__CONSIGNES__
1 > Modifiez le texte sur l'hébergement d'urgence : recopiez le passage qui commence par "Selon le baromètre" et s'arrête après "à l'évidence insuffisant.", en remplaçant "baromètre 2024" par "rapport 2024".
2 > Poursuivez le texte sur l'hébergement d'urgence après sa dernière phrase.

__EXTRAIT À LIRE__
○ ○ ○ ○ ○ ○ ○

- Texte visé : Projet de loi de finances pour 2025, n° 324
- Stade de lecture : 1ère lecture (1ère assemblée saisie)
- Examiné par : Assemblée nationale (séance publique)
- Mission visée : Cohésion des territoires
Sous réserve de son traitement par les services de l'Assemblée nationale et de sa recevabilité
Modifier ainsi les autorisations d'engagement et les crédits de paiement :
(en euros) | ||
Programmes | + | - |
Hébergement, parcours vers le logement et insertion des personnes vulnérables | 250 000 000 | 0 |
Aide à l'accès au logement | 0 | 0 |
Urbanisme, territoires et amélioration de l'habitat | 0 | 250 000 000 |
Impulsion et coordination de la politique d'aménagement du territoire | 0 | 0 |
Politique de la ville | 0 | 0 |
Interventions territoriales de l'État | 0 | 0 |
TOTAUX | 250 000 000 | 250 000 000 |
SOLDE | 0 |
Le présent amendement, adopté en commission des finances, est déposé par des député.e.s de plusieurs groupes politiques pour faire face à un problème grave : aujourd'hui, en France, des femmes, des hommes et des enfants vivent à la rue.
Selon le baromètre 2024 de la Fédération des acteurs de la solidarité et de l'UNICEF France, 2 043 enfants, dont 467 de moins de 3 ans, sont contraints de dormir dans la rue. Le nombre de places est à l'évidence insuffisant.
L'an dernier, nous avions réussi à faire adopter en commission des finances des amendements pour pallier cette situation. Le gouvernement, après les avoir balayés via 49.3, avait fini par promettre, devant les premiers mors de janvier 2024, 120 millions d'euros. Ce budget n'a jamais été débloqué.
Le présent amendement vise à corriger cette situation scandaleuse.
Dans le détail, le projet annuel de performance du BOP 177 pour 2024 prévoit la stabilisation du parc d’hébergement à 203 000 places en moyenne annuelle. Il est précisé qu’à ces 203 000 places sont intégrées les 1 000 nouvelles places dédiées aux femmes victimes de violences intrafamiliales annoncées par la Première ministre suite au Grenelle contre les violences conjugales, et dont l’ouverture a débuté en 2023. Le nombre total de places dédiées aux femmes victimes de violences intrafamiliales sera donc porté à 11 000 en 2024.
Cependant, la ligne de crédits permettant de financer les places d’hébergement d’urgence est rabotée de 70M€ par rapport au PLF 2024. Pire, ce même budget 2024 est déjà inférieur de 100 M€ par rapport au budget consommé en 2023. Dès lors, il parait impossible pour les associations et pour l’Etat de maintenir le parc à son niveau actuel avec une telle baisse de financement.

○ ○ ○ ○ ○ ○ ○

__DONNÉES ENREGISTRÉES__
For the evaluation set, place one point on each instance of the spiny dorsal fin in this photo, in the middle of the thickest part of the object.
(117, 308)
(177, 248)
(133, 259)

○ ○ ○ ○ ○ ○ ○

__RÉSULTATS__
1 >
Selon le rapport 2024 de la Fédération des acteurs de la solidarité et de l'UNICEF France, 2 043 enfants, dont 467 de moins de 3 ans, sont contraints de dormir dans la rue. Le nombre de places est à l'évidence insuffisant.

2 >
De plus, cette mesure proposant le maintien du nombre de places est insuffisante au regard des demandes non pourvues qui ne cessent de croître d’années en années. En effet, le 19 septembre 2022 nous comptabilisions 6351 demandes d’hébergement au 115 non pourvues contre 8351 le 2 octobre dernier. Deux tiers de ces demandes d’hébergement non pourvues concernent des personnes en famille. Par ailleurs, le dernier baromètre des enfants à la rue de la FAS et l’UNICEF souligne qu’au moins 2 043 enfants étaient sans solution d’hébergement dans la nuit du 19 août 2024, soit une hausse de 120% par rapport à 2020. Parmi eux, 467 ont moins de trois ans. En effet, de nombreuses personnes à la rue, découragées, ne sollicitent plus le 115 et ne sont, de fait, pas comptabilisées.
L’insuffisance du nombre de places disponibles, mise en exergue par ces chiffres, a conduit en 2024 à une priorisation des publics et donc à une remise en cause de l’inconditionnalité de l’accueil, principe fondateur du secteur « Accueil, Hébergement, Insertion » (AHI), consacré à l’article 345-2-2 du Code de l’action sociale et des familles.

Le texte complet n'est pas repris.